# Your instructions
Reduce the material below to its lines containing "lamp".

# Supplied information
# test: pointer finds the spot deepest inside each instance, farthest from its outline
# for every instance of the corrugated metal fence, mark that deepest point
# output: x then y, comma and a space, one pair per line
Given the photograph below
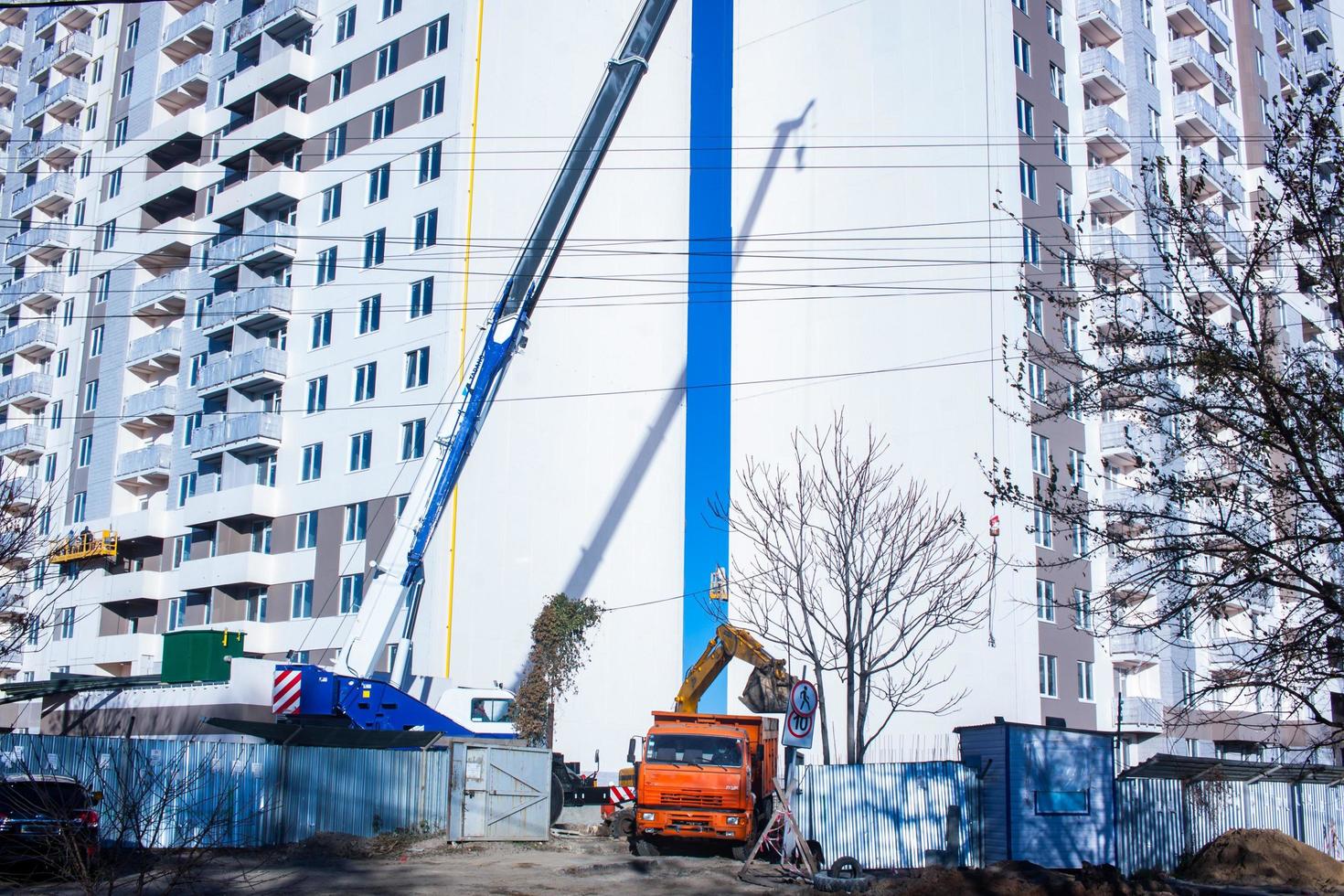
890, 815
1160, 821
160, 793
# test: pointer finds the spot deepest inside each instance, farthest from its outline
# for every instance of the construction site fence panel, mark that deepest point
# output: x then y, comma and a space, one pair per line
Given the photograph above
176, 793
1160, 821
891, 815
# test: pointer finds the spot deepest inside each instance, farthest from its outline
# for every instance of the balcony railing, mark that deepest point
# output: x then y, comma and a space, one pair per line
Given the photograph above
155, 460
37, 334
251, 426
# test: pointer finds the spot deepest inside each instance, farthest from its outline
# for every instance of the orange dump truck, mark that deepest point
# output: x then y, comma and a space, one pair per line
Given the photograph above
703, 778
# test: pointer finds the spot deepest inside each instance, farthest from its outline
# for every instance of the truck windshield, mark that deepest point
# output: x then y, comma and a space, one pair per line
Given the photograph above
694, 750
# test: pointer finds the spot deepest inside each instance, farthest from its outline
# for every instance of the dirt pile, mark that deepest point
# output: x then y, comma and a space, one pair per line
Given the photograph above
1254, 858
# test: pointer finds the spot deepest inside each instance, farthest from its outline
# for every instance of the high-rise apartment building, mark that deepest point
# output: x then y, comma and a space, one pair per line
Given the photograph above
251, 243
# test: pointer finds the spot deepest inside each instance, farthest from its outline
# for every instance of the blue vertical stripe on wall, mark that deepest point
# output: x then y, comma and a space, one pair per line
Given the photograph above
709, 335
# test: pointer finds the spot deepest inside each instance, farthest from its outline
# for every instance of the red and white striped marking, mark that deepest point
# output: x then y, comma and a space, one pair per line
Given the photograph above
283, 695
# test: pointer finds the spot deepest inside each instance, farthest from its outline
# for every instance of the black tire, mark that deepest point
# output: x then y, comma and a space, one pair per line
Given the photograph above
557, 798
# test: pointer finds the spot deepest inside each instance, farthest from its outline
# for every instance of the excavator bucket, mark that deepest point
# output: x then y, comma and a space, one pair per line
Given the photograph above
768, 689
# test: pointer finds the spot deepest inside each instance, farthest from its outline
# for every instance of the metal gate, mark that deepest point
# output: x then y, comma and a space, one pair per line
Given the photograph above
506, 793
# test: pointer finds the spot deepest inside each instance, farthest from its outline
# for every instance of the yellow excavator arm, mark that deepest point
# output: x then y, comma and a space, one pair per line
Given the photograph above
768, 688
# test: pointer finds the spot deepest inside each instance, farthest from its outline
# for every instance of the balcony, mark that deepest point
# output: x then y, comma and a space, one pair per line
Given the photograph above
256, 306
185, 86
167, 294
1109, 191
1315, 27
65, 101
1197, 16
152, 409
191, 34
57, 148
43, 243
1106, 133
1198, 121
1103, 74
265, 243
248, 432
1135, 650
1098, 20
53, 195
1195, 68
1212, 177
277, 17
248, 371
27, 391
145, 466
39, 291
69, 55
159, 352
11, 46
31, 340
23, 443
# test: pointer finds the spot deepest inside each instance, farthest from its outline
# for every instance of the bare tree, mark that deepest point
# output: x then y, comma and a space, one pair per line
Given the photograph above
863, 572
1210, 351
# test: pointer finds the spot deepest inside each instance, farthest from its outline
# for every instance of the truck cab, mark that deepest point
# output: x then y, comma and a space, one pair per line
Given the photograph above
703, 778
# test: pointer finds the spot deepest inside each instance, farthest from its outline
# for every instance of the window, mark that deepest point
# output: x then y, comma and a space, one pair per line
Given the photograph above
422, 297
426, 229
360, 450
1021, 54
366, 382
1027, 179
1026, 117
1047, 667
383, 121
357, 520
351, 592
432, 100
413, 440
375, 245
1043, 528
316, 395
326, 266
369, 314
1040, 454
302, 600
436, 37
431, 160
322, 329
1029, 246
345, 25
1083, 610
379, 179
312, 468
261, 536
335, 143
305, 531
386, 62
331, 203
417, 367
342, 82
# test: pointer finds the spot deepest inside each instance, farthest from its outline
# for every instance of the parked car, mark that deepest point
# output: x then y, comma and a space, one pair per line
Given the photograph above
48, 822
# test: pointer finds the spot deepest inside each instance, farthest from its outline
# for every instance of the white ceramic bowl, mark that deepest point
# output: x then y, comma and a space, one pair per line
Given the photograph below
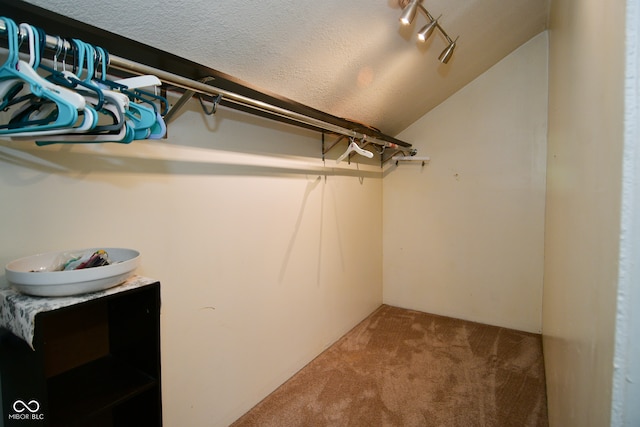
28, 275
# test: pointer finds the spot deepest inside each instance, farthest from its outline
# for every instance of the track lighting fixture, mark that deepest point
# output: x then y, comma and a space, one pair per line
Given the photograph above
409, 11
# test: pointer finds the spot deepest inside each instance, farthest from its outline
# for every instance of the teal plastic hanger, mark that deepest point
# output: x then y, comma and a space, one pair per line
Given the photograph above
14, 68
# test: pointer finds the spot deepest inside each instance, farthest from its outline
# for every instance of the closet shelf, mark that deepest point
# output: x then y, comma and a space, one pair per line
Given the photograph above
188, 76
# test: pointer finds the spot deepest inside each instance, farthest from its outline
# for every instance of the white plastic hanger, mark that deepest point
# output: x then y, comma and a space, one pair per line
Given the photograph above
354, 147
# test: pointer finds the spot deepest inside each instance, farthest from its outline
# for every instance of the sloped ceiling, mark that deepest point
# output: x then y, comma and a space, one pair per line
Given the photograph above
351, 59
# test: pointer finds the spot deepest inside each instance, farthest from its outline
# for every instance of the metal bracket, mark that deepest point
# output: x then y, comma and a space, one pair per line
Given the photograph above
186, 96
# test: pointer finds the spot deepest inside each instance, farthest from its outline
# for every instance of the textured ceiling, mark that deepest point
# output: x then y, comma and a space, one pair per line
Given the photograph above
351, 59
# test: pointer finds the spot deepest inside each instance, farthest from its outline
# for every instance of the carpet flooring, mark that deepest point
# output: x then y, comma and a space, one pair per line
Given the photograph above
406, 368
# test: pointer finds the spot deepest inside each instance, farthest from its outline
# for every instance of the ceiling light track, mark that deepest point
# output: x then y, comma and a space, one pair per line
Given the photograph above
410, 9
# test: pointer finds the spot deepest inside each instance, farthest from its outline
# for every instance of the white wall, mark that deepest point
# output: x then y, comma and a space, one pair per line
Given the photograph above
626, 380
586, 83
463, 235
265, 255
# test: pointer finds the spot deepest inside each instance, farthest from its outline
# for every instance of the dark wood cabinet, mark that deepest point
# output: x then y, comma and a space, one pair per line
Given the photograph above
96, 363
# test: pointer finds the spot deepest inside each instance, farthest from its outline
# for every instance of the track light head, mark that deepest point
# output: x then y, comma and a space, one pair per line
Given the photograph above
427, 30
445, 56
409, 12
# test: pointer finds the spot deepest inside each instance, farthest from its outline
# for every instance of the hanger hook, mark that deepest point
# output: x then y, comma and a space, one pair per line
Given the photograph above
216, 100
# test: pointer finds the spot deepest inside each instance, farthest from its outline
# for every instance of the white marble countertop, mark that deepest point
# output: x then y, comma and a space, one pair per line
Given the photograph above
18, 311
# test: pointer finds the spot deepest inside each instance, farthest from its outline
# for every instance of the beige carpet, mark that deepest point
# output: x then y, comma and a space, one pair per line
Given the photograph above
406, 368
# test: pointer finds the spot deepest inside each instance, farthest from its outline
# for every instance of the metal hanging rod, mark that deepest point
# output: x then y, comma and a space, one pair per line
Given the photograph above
194, 86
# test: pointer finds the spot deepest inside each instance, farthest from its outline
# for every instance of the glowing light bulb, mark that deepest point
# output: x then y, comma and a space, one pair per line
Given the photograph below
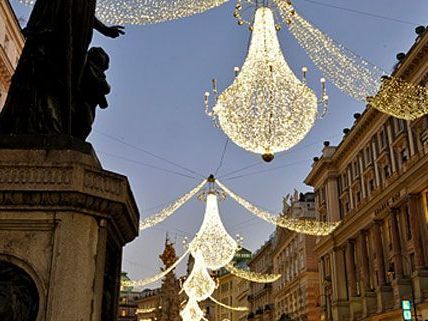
199, 285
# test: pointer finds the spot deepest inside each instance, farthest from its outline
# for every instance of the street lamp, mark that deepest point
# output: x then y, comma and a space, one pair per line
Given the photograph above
391, 277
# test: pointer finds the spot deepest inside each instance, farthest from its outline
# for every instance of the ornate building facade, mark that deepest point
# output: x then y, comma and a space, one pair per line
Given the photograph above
260, 296
296, 294
11, 44
232, 291
376, 181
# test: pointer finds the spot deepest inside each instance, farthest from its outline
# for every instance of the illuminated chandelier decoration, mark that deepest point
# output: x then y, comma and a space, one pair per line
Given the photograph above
267, 109
353, 74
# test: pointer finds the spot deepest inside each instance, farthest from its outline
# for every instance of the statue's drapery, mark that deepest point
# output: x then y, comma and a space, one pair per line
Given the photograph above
37, 99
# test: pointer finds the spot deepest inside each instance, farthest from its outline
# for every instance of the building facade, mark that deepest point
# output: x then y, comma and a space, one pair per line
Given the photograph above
296, 295
11, 44
376, 182
148, 305
260, 296
232, 291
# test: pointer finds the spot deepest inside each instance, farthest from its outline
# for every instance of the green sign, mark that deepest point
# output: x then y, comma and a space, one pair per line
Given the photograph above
406, 306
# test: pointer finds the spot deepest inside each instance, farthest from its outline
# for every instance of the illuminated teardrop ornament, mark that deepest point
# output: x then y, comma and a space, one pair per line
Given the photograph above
213, 242
192, 311
267, 109
199, 285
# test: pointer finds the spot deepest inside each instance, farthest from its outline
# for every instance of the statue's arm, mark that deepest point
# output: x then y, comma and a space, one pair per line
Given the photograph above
112, 32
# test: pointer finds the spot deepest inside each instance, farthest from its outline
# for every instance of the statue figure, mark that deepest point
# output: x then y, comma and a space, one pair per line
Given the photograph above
44, 94
94, 88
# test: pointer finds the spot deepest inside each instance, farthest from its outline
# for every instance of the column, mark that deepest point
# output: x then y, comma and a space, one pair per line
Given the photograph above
350, 269
410, 138
396, 247
363, 181
377, 231
413, 203
364, 262
377, 176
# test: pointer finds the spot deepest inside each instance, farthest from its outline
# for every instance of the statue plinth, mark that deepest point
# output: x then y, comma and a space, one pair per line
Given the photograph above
63, 222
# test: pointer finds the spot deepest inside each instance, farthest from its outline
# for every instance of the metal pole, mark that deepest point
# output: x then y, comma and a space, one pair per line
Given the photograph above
68, 63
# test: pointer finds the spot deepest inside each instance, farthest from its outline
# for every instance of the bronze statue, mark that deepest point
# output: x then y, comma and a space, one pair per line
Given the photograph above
46, 89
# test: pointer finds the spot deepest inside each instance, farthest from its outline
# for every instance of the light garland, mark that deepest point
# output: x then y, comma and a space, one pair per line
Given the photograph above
304, 226
266, 109
145, 12
199, 285
228, 307
170, 209
252, 276
400, 99
192, 311
348, 71
157, 277
212, 241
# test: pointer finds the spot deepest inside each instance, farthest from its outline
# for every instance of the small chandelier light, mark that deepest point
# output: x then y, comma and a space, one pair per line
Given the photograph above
267, 109
212, 241
199, 285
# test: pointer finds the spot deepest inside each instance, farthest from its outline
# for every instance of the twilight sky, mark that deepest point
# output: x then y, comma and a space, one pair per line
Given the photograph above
159, 74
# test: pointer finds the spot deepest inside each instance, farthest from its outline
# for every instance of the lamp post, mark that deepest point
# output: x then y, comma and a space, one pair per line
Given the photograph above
391, 276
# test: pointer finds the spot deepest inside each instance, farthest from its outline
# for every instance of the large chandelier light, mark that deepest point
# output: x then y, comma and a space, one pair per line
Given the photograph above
267, 109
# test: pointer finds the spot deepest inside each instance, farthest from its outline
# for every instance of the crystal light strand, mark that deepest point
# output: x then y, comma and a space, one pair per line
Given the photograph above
228, 307
157, 277
304, 226
252, 276
145, 12
170, 209
266, 109
212, 241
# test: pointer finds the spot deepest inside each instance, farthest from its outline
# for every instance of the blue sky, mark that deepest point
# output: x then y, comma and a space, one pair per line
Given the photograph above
159, 74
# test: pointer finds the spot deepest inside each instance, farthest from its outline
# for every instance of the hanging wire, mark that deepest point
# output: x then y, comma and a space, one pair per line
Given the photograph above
147, 165
223, 154
120, 141
364, 13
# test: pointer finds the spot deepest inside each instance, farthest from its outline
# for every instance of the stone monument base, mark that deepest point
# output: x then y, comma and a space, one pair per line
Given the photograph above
63, 223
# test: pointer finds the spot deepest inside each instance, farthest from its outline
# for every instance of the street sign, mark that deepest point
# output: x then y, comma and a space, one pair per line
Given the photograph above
406, 307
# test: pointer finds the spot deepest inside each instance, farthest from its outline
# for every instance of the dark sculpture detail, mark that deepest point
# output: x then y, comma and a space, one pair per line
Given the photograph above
19, 297
55, 72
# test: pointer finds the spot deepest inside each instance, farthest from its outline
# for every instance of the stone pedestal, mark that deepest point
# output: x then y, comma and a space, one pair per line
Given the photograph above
63, 223
369, 303
384, 296
356, 308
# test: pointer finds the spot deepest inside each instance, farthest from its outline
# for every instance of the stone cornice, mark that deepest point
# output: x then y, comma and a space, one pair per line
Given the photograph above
67, 184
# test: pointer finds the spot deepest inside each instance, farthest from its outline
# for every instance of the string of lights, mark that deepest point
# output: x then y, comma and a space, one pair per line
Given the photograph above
199, 285
143, 12
348, 71
157, 277
252, 276
304, 226
171, 209
212, 241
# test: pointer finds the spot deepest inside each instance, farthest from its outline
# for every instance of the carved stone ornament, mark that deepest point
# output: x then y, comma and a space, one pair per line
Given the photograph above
19, 297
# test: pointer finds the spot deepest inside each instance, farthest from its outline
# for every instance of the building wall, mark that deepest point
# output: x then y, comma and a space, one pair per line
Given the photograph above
296, 294
260, 295
376, 181
148, 305
11, 44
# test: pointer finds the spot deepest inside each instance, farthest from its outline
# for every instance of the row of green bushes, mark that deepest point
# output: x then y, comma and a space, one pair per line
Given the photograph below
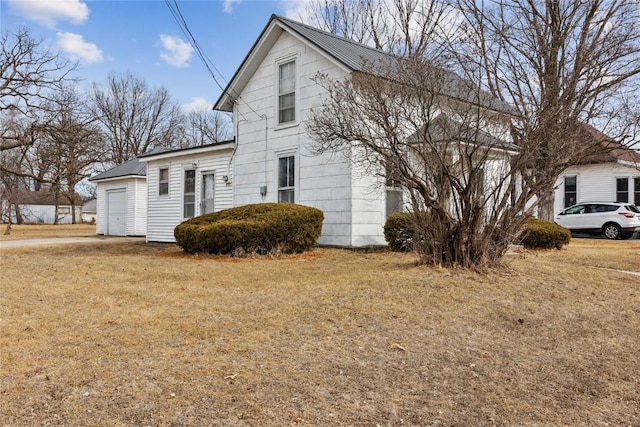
265, 228
268, 228
538, 234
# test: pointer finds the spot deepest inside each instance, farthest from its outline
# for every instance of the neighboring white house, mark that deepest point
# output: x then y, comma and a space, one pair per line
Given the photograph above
39, 207
185, 183
121, 204
270, 96
610, 176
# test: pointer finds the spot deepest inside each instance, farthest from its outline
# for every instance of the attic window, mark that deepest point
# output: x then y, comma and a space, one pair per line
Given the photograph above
287, 92
163, 186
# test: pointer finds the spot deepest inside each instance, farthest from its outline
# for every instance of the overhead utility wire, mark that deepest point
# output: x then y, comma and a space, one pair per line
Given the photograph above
182, 23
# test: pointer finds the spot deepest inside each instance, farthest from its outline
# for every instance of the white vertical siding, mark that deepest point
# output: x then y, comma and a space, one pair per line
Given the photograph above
166, 211
323, 182
595, 182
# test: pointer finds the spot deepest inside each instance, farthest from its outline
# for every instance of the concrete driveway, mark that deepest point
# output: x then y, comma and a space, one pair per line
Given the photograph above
6, 244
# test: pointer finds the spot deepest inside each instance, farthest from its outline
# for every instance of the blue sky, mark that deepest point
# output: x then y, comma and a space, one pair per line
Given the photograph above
142, 37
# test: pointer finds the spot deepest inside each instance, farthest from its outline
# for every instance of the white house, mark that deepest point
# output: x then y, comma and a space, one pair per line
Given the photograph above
270, 159
612, 175
270, 96
121, 203
185, 183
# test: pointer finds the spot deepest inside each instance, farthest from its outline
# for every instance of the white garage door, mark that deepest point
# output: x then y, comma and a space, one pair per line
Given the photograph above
116, 213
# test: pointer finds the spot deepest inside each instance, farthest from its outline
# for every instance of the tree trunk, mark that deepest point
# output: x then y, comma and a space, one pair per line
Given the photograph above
19, 219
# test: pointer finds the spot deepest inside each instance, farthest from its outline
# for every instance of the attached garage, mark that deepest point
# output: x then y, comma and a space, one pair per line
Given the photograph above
121, 203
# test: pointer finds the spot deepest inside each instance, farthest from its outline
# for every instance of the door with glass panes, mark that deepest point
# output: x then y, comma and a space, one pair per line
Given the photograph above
208, 191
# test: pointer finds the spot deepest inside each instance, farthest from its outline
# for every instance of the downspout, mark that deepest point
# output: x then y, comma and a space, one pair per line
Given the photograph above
263, 194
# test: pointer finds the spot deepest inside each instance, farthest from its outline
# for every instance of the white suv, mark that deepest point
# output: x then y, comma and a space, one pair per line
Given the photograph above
614, 220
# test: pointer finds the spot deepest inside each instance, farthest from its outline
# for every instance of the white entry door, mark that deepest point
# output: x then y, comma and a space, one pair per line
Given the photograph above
208, 193
116, 213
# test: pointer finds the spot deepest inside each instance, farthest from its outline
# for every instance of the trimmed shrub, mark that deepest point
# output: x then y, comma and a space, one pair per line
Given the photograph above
399, 230
262, 228
540, 234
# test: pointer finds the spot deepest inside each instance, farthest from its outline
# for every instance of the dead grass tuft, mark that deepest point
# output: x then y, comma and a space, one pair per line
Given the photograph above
136, 334
37, 231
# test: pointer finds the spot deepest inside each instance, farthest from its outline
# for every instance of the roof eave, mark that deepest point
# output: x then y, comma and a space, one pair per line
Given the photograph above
113, 178
227, 145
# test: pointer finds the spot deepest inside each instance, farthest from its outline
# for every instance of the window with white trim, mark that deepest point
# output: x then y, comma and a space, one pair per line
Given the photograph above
189, 195
622, 190
394, 196
287, 92
570, 191
163, 181
286, 179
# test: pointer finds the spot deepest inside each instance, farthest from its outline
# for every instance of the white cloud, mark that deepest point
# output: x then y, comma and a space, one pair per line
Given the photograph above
78, 48
297, 10
48, 12
197, 104
177, 52
227, 5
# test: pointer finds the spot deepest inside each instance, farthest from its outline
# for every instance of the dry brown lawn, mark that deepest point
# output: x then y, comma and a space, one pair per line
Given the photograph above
141, 335
38, 231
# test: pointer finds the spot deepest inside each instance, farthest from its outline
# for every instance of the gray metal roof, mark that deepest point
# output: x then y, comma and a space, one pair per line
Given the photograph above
359, 57
362, 58
164, 150
443, 128
131, 167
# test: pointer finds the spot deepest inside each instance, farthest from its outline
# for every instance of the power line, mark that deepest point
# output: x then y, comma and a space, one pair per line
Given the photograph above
210, 66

# Response area
# for every instance of the street lamp, mark that deepest point
# for every instance of the lamp post, mark that deepest point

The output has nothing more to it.